» TEXTAUSZUG
Wer in Deutschland gerne Billard spielt, hatte es in den vergangenen Monaten wahrlich nicht leicht. Vereine und Billardlokale, in denen sich unter Normalumständen jeden Abend Tausende Menschen um die massiven Tische versammelten, waren geschlossen. Trainieren durfte nur, wer einem Landes- oder Bundeskader angehörte - und selbst das nur unter strengen Hygienevorschriften. "Der Billard war, abgesehen von den Kadersportlern, tot", resümiert Ekkhard Schneider-Lombard, der im Bayerischen Billardverband (BBV) als Leistungssportreferent tätig ist.
Dass der Billardsport diese Zeiten mittlerweile hinter sich gelassen hat, freut ihn und den Rest der kleinen deutschen Szene umso mehr: In der Wandelhalle in Bad Wildungen finden aktuell zum ersten Mal nach der langen Corona-Pause wieder deutsche Meisterschaften statt. Knapp zwei Jahre, nachdem in der hessischen Kleinstadt, in der die Wettkämpfe seit 2005 traditionell stattfinden, zum letzten Mal DM-Medaillen vergeben wurden, ist die Sportart wieder erwacht.

» ZU ERLEDIGEN
[a] Welche Orte und Gebäude nennt der Textauszug über den Billardsport mit ihrem Namen? Liste alle auf.
[b] Nimm den Faden des Textauszugs über den Billardsport auf und schreibe ihn nach seinem letzten Satz weiter.

» ROHDATEN
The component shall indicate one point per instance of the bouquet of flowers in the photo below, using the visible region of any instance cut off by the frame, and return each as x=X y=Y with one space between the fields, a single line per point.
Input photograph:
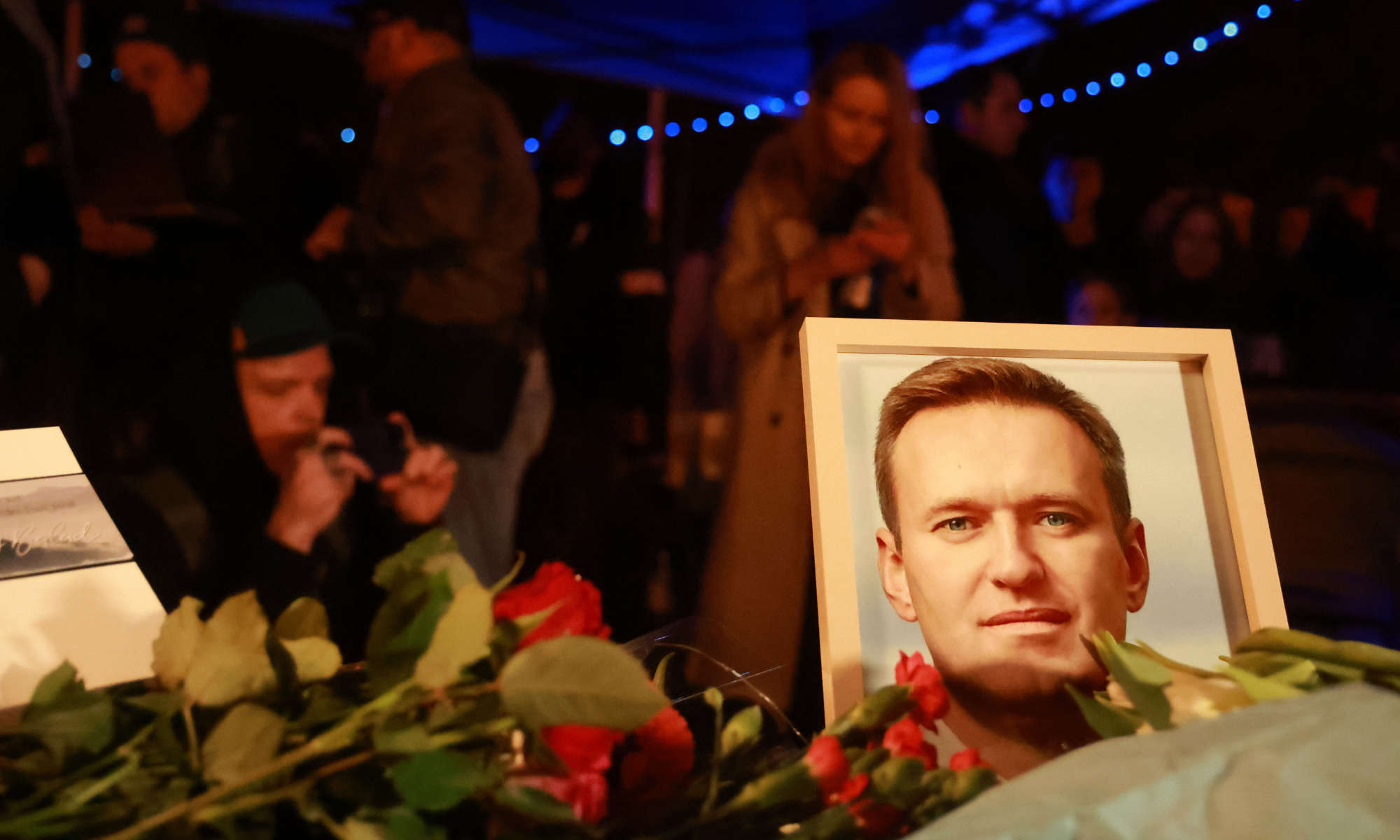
x=479 y=712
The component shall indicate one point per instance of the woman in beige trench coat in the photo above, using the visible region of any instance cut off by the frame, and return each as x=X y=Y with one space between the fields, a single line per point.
x=856 y=138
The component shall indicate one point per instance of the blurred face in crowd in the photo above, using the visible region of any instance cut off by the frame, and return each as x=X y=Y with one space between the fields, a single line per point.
x=178 y=92
x=1196 y=244
x=1097 y=303
x=285 y=400
x=996 y=124
x=1009 y=551
x=858 y=120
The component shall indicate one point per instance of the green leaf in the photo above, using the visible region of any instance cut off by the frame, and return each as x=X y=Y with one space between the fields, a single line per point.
x=536 y=804
x=1108 y=720
x=304 y=618
x=246 y=738
x=458 y=573
x=741 y=733
x=899 y=782
x=174 y=649
x=232 y=659
x=416 y=636
x=1142 y=680
x=463 y=636
x=404 y=824
x=402 y=740
x=440 y=779
x=659 y=677
x=66 y=718
x=159 y=704
x=1262 y=690
x=401 y=568
x=579 y=680
x=317 y=659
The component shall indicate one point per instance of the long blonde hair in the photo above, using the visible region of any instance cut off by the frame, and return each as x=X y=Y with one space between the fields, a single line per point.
x=802 y=169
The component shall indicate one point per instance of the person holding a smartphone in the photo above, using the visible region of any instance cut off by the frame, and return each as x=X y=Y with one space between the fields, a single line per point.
x=295 y=506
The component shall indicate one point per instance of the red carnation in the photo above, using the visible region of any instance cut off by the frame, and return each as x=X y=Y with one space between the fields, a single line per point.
x=664 y=758
x=876 y=820
x=583 y=750
x=906 y=740
x=827 y=762
x=967 y=760
x=578 y=606
x=926 y=688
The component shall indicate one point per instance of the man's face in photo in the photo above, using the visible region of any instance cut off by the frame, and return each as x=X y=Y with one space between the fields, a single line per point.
x=1009 y=550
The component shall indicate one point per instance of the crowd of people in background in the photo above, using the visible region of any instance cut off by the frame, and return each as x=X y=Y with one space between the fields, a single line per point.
x=223 y=351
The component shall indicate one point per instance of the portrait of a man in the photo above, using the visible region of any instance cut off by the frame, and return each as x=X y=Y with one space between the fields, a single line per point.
x=1009 y=537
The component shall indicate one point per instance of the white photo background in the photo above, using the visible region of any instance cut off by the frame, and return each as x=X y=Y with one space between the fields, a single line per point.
x=1146 y=402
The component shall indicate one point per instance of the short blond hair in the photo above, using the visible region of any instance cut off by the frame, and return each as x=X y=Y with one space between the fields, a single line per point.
x=951 y=383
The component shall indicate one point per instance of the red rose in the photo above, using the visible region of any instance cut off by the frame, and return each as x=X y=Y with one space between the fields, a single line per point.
x=587 y=793
x=827 y=762
x=876 y=820
x=579 y=608
x=664 y=758
x=906 y=740
x=852 y=790
x=926 y=688
x=967 y=760
x=583 y=750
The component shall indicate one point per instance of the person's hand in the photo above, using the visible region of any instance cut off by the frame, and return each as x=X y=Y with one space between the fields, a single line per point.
x=113 y=239
x=317 y=488
x=37 y=278
x=330 y=237
x=890 y=240
x=421 y=491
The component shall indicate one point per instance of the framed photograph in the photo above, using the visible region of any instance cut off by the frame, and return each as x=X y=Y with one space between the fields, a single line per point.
x=1192 y=510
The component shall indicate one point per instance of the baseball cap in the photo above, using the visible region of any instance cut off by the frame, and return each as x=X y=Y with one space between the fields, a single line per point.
x=442 y=16
x=279 y=320
x=178 y=31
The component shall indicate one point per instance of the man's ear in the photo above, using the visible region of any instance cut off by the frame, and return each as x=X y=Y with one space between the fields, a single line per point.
x=1135 y=552
x=894 y=578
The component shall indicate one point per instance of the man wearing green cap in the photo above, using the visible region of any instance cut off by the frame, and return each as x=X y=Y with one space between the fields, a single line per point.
x=293 y=509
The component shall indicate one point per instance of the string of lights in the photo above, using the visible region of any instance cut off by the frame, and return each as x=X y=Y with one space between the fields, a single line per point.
x=778 y=106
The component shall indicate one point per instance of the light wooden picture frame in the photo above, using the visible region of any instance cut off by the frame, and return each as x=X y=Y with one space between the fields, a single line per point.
x=1177 y=401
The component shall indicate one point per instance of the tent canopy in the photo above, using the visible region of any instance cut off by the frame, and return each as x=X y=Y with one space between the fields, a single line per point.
x=740 y=51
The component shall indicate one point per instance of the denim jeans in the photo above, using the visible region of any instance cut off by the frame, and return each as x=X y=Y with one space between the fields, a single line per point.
x=481 y=514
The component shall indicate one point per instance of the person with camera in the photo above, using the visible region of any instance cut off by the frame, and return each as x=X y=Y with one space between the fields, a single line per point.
x=295 y=506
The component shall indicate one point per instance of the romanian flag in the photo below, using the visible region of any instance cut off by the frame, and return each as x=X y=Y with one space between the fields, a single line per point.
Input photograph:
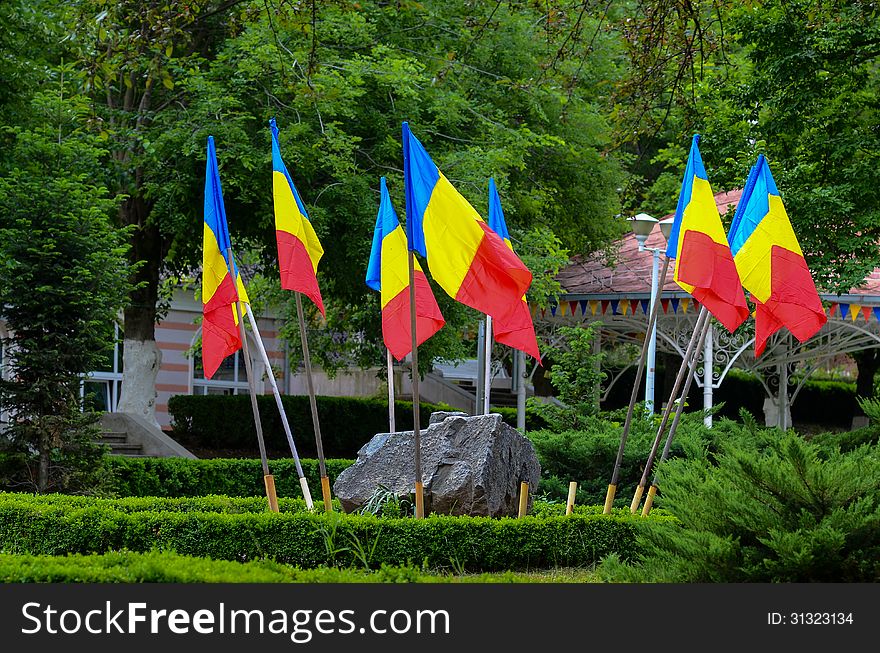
x=704 y=266
x=771 y=263
x=469 y=260
x=298 y=247
x=220 y=334
x=388 y=272
x=518 y=331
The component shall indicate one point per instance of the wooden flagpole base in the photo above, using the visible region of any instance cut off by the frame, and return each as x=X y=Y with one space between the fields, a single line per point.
x=572 y=491
x=609 y=499
x=637 y=499
x=523 y=499
x=649 y=500
x=325 y=493
x=307 y=495
x=269 y=480
x=420 y=500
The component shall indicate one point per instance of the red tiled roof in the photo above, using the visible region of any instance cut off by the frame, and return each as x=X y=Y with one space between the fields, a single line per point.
x=630 y=273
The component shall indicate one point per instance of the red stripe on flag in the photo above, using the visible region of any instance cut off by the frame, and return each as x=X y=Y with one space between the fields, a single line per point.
x=793 y=297
x=709 y=267
x=220 y=335
x=396 y=318
x=496 y=278
x=297 y=272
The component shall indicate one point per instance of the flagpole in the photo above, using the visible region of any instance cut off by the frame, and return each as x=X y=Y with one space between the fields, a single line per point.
x=325 y=482
x=487 y=360
x=699 y=330
x=652 y=491
x=307 y=495
x=391 y=428
x=268 y=479
x=521 y=391
x=652 y=321
x=417 y=436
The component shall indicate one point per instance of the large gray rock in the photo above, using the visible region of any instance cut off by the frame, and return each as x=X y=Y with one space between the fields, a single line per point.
x=470 y=466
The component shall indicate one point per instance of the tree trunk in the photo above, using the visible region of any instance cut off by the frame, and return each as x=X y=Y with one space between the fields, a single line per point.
x=141 y=356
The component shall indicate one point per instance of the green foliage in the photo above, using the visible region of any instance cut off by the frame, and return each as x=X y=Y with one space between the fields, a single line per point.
x=31 y=526
x=387 y=503
x=576 y=375
x=237 y=477
x=587 y=455
x=782 y=510
x=225 y=422
x=168 y=567
x=65 y=280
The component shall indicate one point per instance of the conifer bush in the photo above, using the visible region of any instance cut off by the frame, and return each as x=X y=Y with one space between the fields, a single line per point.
x=773 y=509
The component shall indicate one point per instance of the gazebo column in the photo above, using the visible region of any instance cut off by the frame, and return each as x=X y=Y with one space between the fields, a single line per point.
x=597 y=349
x=777 y=409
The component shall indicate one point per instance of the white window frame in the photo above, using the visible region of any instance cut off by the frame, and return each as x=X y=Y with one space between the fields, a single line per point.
x=112 y=379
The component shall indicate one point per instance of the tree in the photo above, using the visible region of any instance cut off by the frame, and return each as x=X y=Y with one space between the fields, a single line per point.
x=796 y=80
x=64 y=275
x=486 y=95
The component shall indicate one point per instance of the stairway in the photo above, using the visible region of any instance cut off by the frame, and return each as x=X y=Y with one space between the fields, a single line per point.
x=119 y=444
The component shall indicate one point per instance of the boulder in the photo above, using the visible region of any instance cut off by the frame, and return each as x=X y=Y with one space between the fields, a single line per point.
x=470 y=466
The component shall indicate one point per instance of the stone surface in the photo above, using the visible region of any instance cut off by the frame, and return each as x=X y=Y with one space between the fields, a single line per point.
x=470 y=466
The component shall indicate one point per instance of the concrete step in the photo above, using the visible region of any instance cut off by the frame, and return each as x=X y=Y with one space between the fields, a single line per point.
x=121 y=449
x=112 y=437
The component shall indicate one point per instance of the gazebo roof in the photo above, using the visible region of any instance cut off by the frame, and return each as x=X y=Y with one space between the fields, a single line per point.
x=628 y=274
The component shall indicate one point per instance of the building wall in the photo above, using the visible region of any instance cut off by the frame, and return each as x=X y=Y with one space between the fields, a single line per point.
x=177 y=335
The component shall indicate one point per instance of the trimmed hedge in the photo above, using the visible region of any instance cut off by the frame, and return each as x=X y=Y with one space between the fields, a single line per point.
x=237 y=477
x=167 y=567
x=201 y=504
x=227 y=422
x=347 y=423
x=29 y=525
x=827 y=403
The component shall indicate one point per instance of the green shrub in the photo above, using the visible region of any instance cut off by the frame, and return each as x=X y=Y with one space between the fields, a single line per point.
x=782 y=510
x=226 y=422
x=587 y=456
x=238 y=477
x=828 y=403
x=31 y=526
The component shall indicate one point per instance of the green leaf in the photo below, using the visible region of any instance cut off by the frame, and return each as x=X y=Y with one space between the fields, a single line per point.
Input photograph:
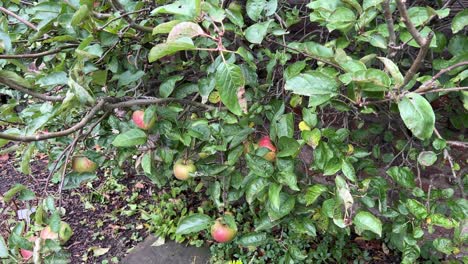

» GELÖSTE AUFGABEN
[a] Deutschland, Wandelhalle, Bad Wildungen

[b]
Da die Wettkämpfe dabei zum ersten Mal mit den Jugendmeisterschaften verbunden wurden, erreichen die nationalen Titelkämpfe bisher ungekannte Ausmaße: Seit dem 22. Oktober und noch bis zum 7. November versammeln sich vor Ort 470 Sportler, außerdem 100 Betreuer, Schiedsrichter und Organisatoren. "Dieses Event ist für alle Beteiligten etwas Außergewöhnliches", erzählt daher auch Schneider-Lombard, der als Delegationsführer der bayerischen Fraktion von Anfang an vor Ort ist.
Dass die Wettkämpfe in dieser Form stattfinden können, entschied sich erst vor zwei Monaten. Der Vorlauf, der den Organisatoren zur Planung der DM zur Verfügung stand, war daher dementsprechend gering. Die Hygiene-Vorgaben sind strikt: Zu den Wettkämpfen kommt nur, wer getestet, genesen oder geimpft ist. In der Halle gelten Abstandsregeln und Maskenpflicht. Selbst die Athleten nehmen ihren Mundschutz erst an ihrem Billard-Tisch ab.
"Es ist toll, das Ganze wieder mit vollem Herzblut ausüben zu können."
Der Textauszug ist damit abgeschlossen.